**Excerpt:**
#####

The duty under section 19

22.

The final two issues involve consideration of the ambit of the duty imposed on the Council by section 19 of the Act and we shall consider them together. G’s Statement of Grounds filed in support of his claim make the following contentions:

"Section 19 imposes a duty "shall" to children individually in a wide range of circumstances ("or otherwise"). "Or otherwise" is designed to cover unforeseen situations such as this one where normal arrangements break down for some reason or another. It is submitted that Parliament’s intention and the intention of the statute is to ensure that there is as complete safety net for pupils who are out of school…This net is in place to address the needs of all children whether they are out of school through their own fault or through no fault of their own. In this case it is submitted that the Claimant is out of school out of no fault of his own."

23.

In argument, Mr Wise argued that, whether or not the more extreme proposition in the Grounds of Appeal was correct, a duty under section 19 will undoubtedly arise where a father acts reasonably in withdrawing his child from a school.

24.

Miss Davies argued that section 19 had to be construed having regard to its statutory context, and summarised the relevant provisions in her skeleton. It is convenient to set out part of that summary at this point.

Legislative framework

25.

Local Education Authorities (LEAs) and their general functions are dealt with in Chapter III, Part I of the Act. Under the heading "General functions", s13 of the Act sets out the general responsibility of LEAs for education in their area, s13A imposes on them a duty to promote high standards in primary and secondary education and s14 imposes on them a duty to secure that sufficient schools for providing primary and secondary education are available for their area.

#####

**What to do:**
a. Copy word for word everything in the excerpt on the section 19 duty from "Local Education Authorities" down to "for their area.".
b. Answer these questions from the excerpt on the section 19 duty:
(i) Which section imposes on LEAs a duty to promote high standards in primary and secondary education?
(ii) According to Mr Wise, in what situation will a duty under section 19 undoubtedly arise?
(iii) In which part of the Act are Local Education Authorities and their general functions dealt with?
c. Using the excerpt on the section 19 duty, explain why the final two issues are considered together.
The listing has no connection to the excerpt on the section 19 duty.

[Stored entries]

#####

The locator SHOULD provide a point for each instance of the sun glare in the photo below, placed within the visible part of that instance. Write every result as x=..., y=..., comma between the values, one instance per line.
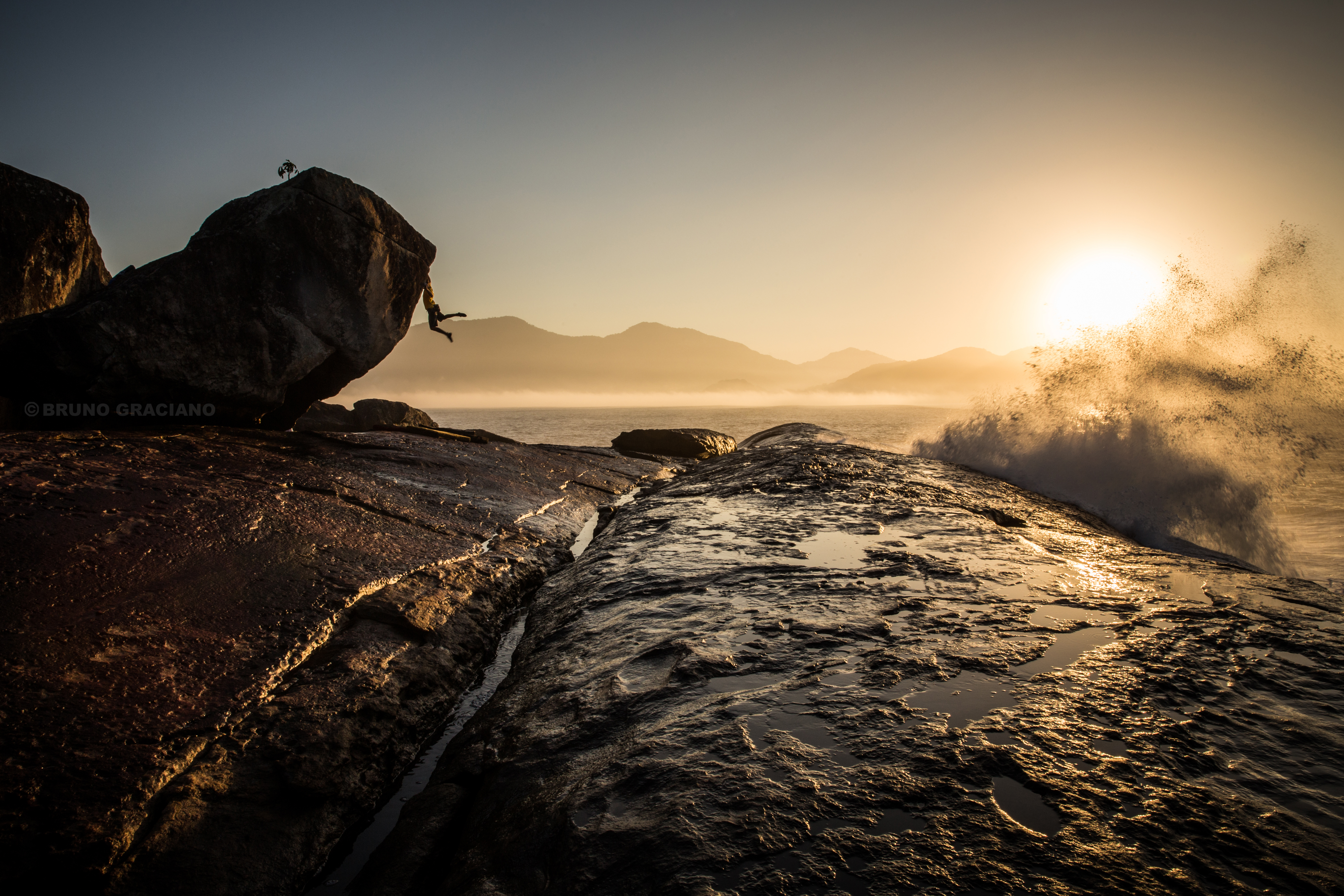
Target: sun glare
x=1100, y=289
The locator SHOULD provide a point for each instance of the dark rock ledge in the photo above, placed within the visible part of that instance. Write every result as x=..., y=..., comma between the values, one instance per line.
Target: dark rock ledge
x=220, y=647
x=812, y=668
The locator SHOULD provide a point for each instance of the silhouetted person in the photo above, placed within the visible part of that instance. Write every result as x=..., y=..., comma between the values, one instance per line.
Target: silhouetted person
x=435, y=315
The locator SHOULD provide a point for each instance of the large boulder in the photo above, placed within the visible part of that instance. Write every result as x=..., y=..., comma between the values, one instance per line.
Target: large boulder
x=683, y=443
x=280, y=300
x=48, y=252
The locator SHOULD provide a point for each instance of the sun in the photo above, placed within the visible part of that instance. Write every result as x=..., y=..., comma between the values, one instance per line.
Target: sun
x=1104, y=288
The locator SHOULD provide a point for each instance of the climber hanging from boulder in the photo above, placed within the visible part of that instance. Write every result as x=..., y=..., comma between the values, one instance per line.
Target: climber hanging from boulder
x=435, y=315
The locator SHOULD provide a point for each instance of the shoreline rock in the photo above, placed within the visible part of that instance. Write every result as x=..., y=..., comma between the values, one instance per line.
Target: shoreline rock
x=221, y=645
x=814, y=668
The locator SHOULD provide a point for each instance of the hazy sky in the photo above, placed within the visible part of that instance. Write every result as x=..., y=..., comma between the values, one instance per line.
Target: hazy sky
x=798, y=177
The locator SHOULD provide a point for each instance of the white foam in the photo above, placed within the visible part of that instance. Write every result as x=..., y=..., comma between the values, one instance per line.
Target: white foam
x=1186, y=422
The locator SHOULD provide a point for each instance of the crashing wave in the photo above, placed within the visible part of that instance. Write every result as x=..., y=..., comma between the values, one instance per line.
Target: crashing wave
x=1182, y=425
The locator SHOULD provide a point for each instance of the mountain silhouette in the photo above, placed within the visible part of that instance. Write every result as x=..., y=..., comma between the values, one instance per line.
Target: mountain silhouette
x=510, y=355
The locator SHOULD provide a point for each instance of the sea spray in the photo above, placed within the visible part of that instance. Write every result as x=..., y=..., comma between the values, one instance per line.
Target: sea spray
x=1182, y=425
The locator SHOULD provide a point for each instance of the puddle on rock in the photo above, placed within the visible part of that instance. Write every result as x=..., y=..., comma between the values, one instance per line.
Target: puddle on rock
x=965, y=698
x=334, y=882
x=728, y=684
x=1053, y=615
x=1189, y=588
x=1002, y=738
x=896, y=821
x=1026, y=808
x=1068, y=649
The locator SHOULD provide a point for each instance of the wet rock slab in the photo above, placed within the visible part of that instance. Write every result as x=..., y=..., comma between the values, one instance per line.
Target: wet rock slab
x=823, y=669
x=221, y=645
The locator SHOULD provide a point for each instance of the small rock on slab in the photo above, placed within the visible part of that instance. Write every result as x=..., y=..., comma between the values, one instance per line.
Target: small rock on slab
x=373, y=413
x=683, y=443
x=324, y=417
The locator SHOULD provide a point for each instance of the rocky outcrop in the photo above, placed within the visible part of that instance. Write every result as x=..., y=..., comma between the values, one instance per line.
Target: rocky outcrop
x=815, y=668
x=280, y=300
x=221, y=645
x=373, y=413
x=369, y=414
x=48, y=252
x=683, y=443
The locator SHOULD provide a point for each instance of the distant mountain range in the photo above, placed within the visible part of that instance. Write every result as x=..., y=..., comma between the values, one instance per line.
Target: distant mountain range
x=510, y=355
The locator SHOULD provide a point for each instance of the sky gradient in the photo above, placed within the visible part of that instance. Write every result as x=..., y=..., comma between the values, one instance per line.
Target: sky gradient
x=904, y=178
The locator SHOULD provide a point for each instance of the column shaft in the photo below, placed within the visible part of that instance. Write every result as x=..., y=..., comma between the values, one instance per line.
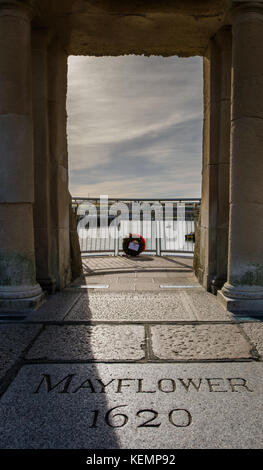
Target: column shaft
x=18, y=286
x=212, y=264
x=43, y=198
x=244, y=289
x=60, y=198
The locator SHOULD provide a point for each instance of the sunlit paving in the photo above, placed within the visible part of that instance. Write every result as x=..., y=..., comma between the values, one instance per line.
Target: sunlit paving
x=131, y=210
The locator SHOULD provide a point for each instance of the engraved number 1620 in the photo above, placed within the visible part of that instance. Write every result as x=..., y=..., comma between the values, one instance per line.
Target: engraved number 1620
x=179, y=417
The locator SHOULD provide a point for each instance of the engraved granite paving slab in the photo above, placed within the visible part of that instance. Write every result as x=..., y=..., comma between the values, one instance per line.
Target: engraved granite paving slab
x=149, y=406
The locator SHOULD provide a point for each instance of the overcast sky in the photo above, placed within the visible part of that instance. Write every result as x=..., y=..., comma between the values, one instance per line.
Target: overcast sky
x=135, y=126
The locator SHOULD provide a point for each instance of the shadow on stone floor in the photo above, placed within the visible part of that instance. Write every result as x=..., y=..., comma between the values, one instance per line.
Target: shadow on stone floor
x=50, y=400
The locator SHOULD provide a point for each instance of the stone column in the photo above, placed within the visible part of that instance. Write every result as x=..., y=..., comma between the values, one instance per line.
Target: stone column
x=211, y=74
x=244, y=289
x=18, y=286
x=224, y=42
x=216, y=142
x=60, y=200
x=43, y=198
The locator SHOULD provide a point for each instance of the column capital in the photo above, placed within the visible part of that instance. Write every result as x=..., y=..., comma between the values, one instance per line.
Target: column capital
x=41, y=38
x=224, y=38
x=243, y=11
x=23, y=9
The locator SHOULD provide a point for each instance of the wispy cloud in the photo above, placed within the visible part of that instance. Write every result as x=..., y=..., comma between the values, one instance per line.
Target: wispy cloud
x=135, y=126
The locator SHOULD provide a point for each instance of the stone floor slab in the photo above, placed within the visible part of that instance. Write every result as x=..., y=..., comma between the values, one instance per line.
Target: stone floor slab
x=199, y=342
x=14, y=339
x=255, y=333
x=102, y=342
x=169, y=406
x=56, y=307
x=131, y=307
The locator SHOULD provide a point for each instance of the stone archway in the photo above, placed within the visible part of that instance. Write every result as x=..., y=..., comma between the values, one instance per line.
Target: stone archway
x=36, y=38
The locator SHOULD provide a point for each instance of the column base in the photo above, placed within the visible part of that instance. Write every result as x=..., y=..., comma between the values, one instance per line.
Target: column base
x=216, y=285
x=17, y=299
x=242, y=299
x=48, y=285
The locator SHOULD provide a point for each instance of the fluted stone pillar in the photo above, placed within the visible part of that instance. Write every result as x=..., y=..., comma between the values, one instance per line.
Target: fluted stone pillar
x=224, y=42
x=43, y=195
x=18, y=286
x=212, y=263
x=243, y=291
x=60, y=199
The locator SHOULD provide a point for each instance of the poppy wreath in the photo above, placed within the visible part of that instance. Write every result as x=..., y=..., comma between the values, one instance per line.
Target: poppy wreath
x=133, y=245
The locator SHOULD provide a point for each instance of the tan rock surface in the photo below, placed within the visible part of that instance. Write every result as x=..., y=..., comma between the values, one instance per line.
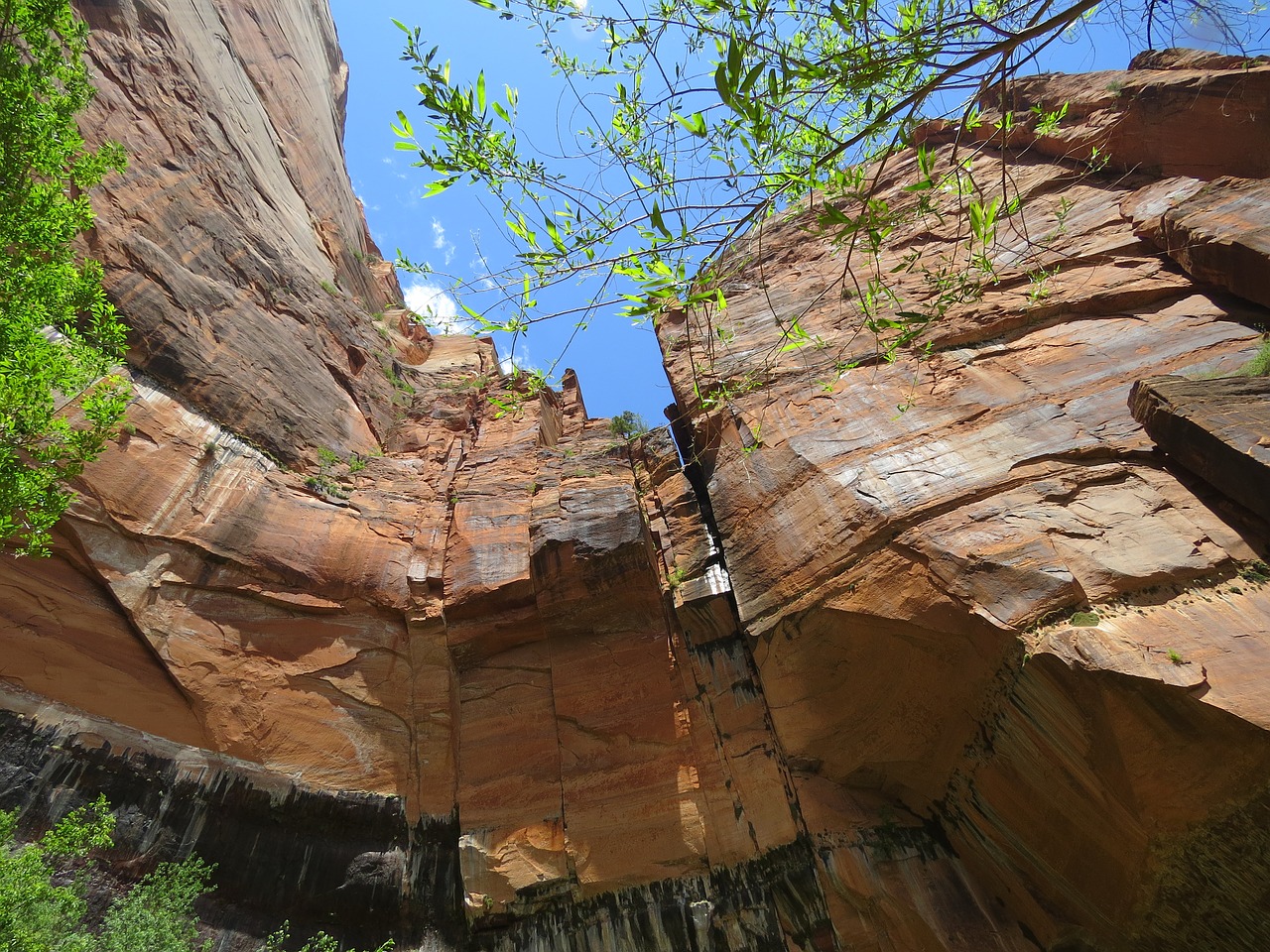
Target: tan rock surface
x=892, y=530
x=861, y=714
x=232, y=244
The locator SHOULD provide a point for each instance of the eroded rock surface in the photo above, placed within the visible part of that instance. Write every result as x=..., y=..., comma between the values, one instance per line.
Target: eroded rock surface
x=935, y=655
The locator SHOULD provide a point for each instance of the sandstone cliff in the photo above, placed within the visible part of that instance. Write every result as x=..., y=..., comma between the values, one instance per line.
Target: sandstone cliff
x=987, y=671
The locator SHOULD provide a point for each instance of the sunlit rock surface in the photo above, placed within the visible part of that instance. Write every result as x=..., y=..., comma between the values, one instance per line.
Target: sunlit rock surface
x=940, y=655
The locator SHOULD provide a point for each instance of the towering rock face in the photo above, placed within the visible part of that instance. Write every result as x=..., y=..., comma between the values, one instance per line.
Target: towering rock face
x=913, y=655
x=238, y=249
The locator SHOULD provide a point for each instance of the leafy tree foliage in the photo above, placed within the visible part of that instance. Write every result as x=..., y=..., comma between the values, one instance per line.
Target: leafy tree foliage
x=59, y=335
x=702, y=117
x=41, y=911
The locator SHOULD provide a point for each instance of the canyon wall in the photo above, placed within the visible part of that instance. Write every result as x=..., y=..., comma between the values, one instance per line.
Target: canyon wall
x=937, y=654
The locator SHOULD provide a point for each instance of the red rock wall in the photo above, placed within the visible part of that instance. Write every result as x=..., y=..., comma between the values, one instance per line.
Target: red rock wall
x=820, y=689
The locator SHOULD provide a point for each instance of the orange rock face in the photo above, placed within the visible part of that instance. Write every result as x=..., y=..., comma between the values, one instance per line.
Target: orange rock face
x=937, y=654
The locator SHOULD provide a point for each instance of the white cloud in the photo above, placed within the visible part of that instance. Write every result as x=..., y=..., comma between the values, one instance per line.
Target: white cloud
x=439, y=240
x=439, y=308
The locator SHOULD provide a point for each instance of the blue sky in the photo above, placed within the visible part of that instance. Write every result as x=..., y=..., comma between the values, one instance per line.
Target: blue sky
x=619, y=365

#####

**Solution list:**
a.
Local Education Authorities (LEAs) and their general functions are dealt with in Chapter III, Part I of the Act. Under the heading "General functions", s13 of the Act sets out the general responsibility of LEAs for education in their area, s13A imposes on them a duty to promote high standards in primary and secondary education and s14 imposes on them a duty to secure that sufficient schools for providing primary and secondary education are available for their area.

b.
(i) Section 13A.
(ii) Where a father acts reasonably in withdrawing his child from a school.
(iii) Chapter III, Part I of the Act.

c. Both issues involve consideration of the ambit of the duty imposed on the Council by section 19 of the Act.